Work required: Produce an exact transcription of the listing below, omitting the pictures.

(Records from a data source)

- - -

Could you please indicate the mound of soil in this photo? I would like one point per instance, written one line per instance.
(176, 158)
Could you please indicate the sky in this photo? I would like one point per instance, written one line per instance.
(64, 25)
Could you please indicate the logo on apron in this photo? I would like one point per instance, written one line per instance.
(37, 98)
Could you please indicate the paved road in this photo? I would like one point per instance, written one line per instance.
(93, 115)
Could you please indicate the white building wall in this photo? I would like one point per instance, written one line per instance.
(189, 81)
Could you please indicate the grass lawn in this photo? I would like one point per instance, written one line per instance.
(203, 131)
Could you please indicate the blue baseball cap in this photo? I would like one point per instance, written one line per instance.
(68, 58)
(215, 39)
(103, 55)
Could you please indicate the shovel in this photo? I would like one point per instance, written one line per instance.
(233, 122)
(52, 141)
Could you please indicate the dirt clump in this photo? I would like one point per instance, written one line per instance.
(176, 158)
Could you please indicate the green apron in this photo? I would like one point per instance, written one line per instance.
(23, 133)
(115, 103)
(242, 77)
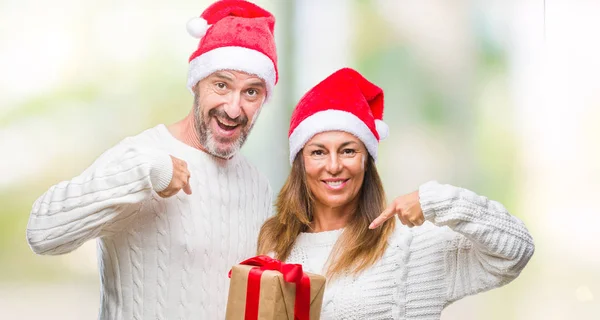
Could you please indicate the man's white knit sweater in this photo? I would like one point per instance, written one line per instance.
(159, 258)
(469, 244)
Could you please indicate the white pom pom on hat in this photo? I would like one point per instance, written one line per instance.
(197, 27)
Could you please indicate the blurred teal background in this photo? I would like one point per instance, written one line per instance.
(500, 97)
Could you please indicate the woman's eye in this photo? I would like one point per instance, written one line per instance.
(317, 153)
(348, 151)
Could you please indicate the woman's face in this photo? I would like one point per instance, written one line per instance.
(335, 167)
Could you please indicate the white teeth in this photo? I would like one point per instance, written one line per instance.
(227, 123)
(334, 183)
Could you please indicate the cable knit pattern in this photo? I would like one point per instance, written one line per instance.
(158, 258)
(468, 245)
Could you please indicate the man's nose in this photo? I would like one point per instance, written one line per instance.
(233, 107)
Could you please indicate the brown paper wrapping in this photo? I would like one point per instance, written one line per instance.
(276, 301)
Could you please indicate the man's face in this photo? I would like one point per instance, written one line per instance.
(225, 107)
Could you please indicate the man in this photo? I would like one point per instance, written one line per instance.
(173, 208)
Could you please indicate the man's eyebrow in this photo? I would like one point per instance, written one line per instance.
(347, 143)
(223, 76)
(315, 144)
(259, 84)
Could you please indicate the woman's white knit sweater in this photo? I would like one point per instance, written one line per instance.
(158, 258)
(469, 244)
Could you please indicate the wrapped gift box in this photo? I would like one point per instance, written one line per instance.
(263, 288)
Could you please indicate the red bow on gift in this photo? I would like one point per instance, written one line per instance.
(291, 273)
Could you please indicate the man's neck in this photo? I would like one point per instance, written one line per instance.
(185, 131)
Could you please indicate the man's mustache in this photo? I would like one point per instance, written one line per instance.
(220, 113)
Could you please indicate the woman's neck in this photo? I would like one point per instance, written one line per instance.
(326, 218)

- - -

Answer to the exercise:
Could you please indicate the mound of soil in this photo? I would like one point per instance, written one line per instance.
(176, 158)
Could you please indicate the sky in this photo? I would like one point per instance, written one line per instance.
(64, 25)
Could you please indicate the logo on apron in this photo? I would like one point per instance, written one line per instance.
(37, 98)
Could you please indicate the paved road in this photo? I would like one point per instance, written one line per instance.
(93, 115)
Could you please indicate the white building wall in this photo? I would like one point per instance, written one line per instance.
(189, 81)
Could you please indicate the grass lawn in this photo? I would like one point per instance, written one line per instance.
(203, 131)
Could you please indicate the blue baseball cap in this photo? I would like one point per instance, written one line per instance.
(68, 58)
(215, 39)
(103, 55)
Could you please indicate the shovel in this photo? I would like one point per instance, written one line per instance.
(233, 122)
(52, 141)
Could you please indicate the dirt clump in this photo? I would like one point per instance, written one line per instance.
(176, 158)
Could you please indicate the green apron in this photo? I would like one point per instance, written one line per instance.
(23, 133)
(115, 103)
(242, 77)
Could you please indicate the man's white knit sweater in this photo? I would like one point per instance, written one line per instance.
(159, 258)
(469, 244)
Could you please indicate the white pom pom on hat in this photo? I would like one point per instance, written one line per instance.
(197, 27)
Could you please indicate the blurred teal background in this photo? I would like one point per instance, written one line per instance.
(500, 97)
Could you please indicate the woman's eye in this photo? I would like one point per instance, written one line per instance.
(317, 153)
(348, 151)
Could you please indicate the woman's face in this photo? I would like one point per instance, written one line per instance.
(335, 167)
Could you please indicate the white teeth in this photo? I would like one point per instance, written one line per instance.
(227, 123)
(334, 183)
Could you please indicate the cable knit pattern in this photo? I would like one point per instance, written one line per instance.
(158, 258)
(468, 245)
Could you please indicate the man's nose in this photo? I would like one point per instance, written one line per instance.
(233, 107)
Could you please indicate the brown paper wrapping in this photo? I would like one point per instance, written one line per instance.
(276, 301)
Could you please indicate the man's face in this photo? I would like one point per instance, written one line per instance.
(225, 107)
Could you please indicate the man in this photo? I would like one point per instance, written one line per instance.
(173, 208)
Could you please indicate the man's eyebrow in this photo? I would like one point per instance, written one line per instance.
(347, 143)
(223, 76)
(315, 144)
(259, 84)
Could you please indicate the woman's white knit sweater in this photo? I would like one point per instance, written one line per instance.
(158, 258)
(469, 244)
Could you please indicate the wrapped gift box in this photo? I would like one point per instance, written one line per instance.
(263, 288)
Could you please indicate the red bow on gift in this photo? I would like one point per instance, written one line per instance.
(291, 273)
Could you please indicate the man's neck in this photo? I would like one point per instance, written one line per instance.
(185, 131)
Could you please indicate the man's mustache in this photo? I would like one point per instance, written one line per instance.
(220, 113)
Could you please indicate the woman's neck in this photo? I would like one point per instance, written one line per instance.
(326, 218)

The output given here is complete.